> [Things to do]:
1. Repeat the deck-staining thread word for word, starting with "I would contact" and going on through "compromise your warranty.".
2. Write the next part of the forum thread on sanding a deck before staining, picking up after its final post.

> [Document]:
■ ■ ■ ■
# Do you need to sand a deck to stain it?



## JPSD (May 18, 2013)

We have a redwood deck that is about 3 years old and a redwood fence that is about 7 years old. The fence has never been restained or sanded and the original dark stain on it has pretty much faded away into the wood. The deck however has been restained once before with a darker brown stain and it was sanded then prior to staining. The deck now has "patches" where there was a lot of foot traffic where the stain has been removed. Our person that helps with the yard said it wasn't necessary to sand the deck or the fence before restaining them and that we could just power wash them and then stain them. I had always thought you needed to sand wood before you stained it (that was what we did last time when we restained our deck). Do you know if it is OK to stain a wood deck without sanding and just power washing? I could see that maybe on the fence but not sure about the deck...Thank you for any help/tips! :yes:

http://www.woodworkingtalk.com/members/jpsd-41309/albums/redwood-deck-fence/22063-redwood-deck.jpg

http://www.woodworkingtalk.com/members/jpsd-41309/albums/redwood-deck-fence/22062-redwood-fence.jpg


----------



## sawdustfactory (Jan 30, 2011)

We used to stain decks and fences all the time without sanding. (We being the painting crew I worked with).


----------



## GeorgeC (Jul 30, 2008)

I would think that whether or not you sand a redwood deck would depend upon your feelings that it is or is not rough. If rough sand. If not rough do not sand. I would never bother sanding the fence.

I have built a redwood deck, but did not stain it. I liked the color just the way it was naturally.

George


----------



## Steve Neul (Sep 2, 2011)

Most folks though use a power washer and just clean the deck prior to staining. It wouldn't hurt to sand the deck. It would make the deck closer to what it was when new to sand it.


----------



## JPSD (May 18, 2013)

That's good to hear, thanks for the replies. The deck is not rough at all, it's in good shape. I think we'll give it a try this time without sanding and just giving it a good power wash and see how it goes. Thanks again!


----------



## HowardAcheson (Nov 25, 2011)

I would contact the finish manufacturer and ask them about surface preparation before stain application or follow the instructions on the product label. They want you to succeed when using their product. Most finish manufacturers spend quite a bit of time and money determining what works best for their product. Also, going off on your own based on internet advise could be risky and may compromise your warranty.
■ ■ ■ ■
> [Available data]:
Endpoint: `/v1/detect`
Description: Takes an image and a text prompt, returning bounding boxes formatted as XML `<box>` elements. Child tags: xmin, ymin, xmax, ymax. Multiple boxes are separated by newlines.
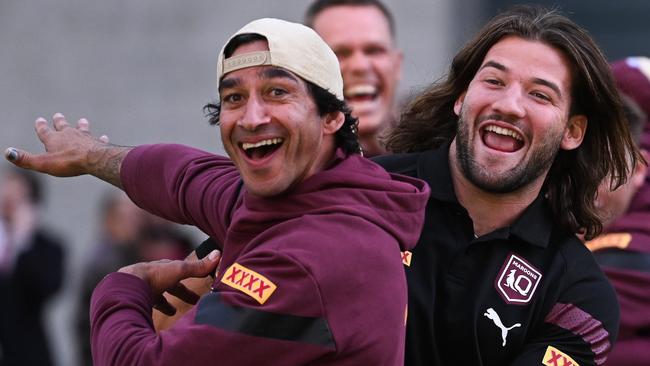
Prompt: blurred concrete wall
■ ■ ■ ■
> [Answers provided]:
1.
I would contact the finish manufacturer and ask them about surface preparation before stain application or follow the instructions on the product label. They want you to succeed when using their product. Most finish manufacturers spend quite a bit of time and money determining what works best for their product. Also, going off on your own based on internet advise could be risky and may compromise your warranty.

2.
----------



## GeorgeC (Jul 30, 2008)

HowardAcheson said:


> I would contact the finish manufacturer and ask them about surface preparation before stain application or follow the instructions on the product label. They want you to succeed when using their product. Most finish manufacturers spend quite a bit of time and money determining what works best for their product. Also, going off on your own based on internet advise could be risky and may compromise your warranty.


This is advise on staining from people who stain for a living.. I would call that expert advise. What warranty?

George


----------



## pk241191 (May 11, 2014)

internet is the bet option i can say


----------



## JPSD (May 18, 2013)

*Lesson learned - yes you need to sand before staining!*

Well thanks for the advice on here but it was not right. You need to sand a deck before you stain it, power washing is not enough people. The wood grain needs to be totally exposed so the stain will take. Otherwise the stain will sit on top like paint and just look blotchy. Sanding takes more time but it's the right way to do it. Lesson learned - time for a do over!


----------



## mfflannery (Apr 12, 2014)

The hardest part about sanding a deck is going to be the nails. You'll tear a lot of sandpaper if you don't use a nail set to countersink any high ones. I spent a day sinking nails on a large deck a few years back.

Sent from my Nexus 10 using Tapatalk


----------



## Bleedinblue (Mar 4, 2014)

Sorry I didn't see this before.

When we bought our house the deck hadn't been stained for probably 3-4 years and the stain was very thin. We power washed it and I knew that wouldn't be enough. Then we went to work with a belt sander, spent two or three afternoons on it. I still didn't think it was enough, so I opted for a Sherwin Williams solid color (as in non-transparent) stain. That went on and worked out fairly well. Two years later the high traffic areas have worn through and we'll be doing it again this year or next Spring.

If your stain is transparent or semi transparent, of course you can only put it on bare wood. No different than refinishing a piece of furniture, the stain has to soak into the wood's pores, and if there is old finish there that won't happen. I think solid color stains provide more margin of error.

Good luck with the sanding, it's a $$$$$.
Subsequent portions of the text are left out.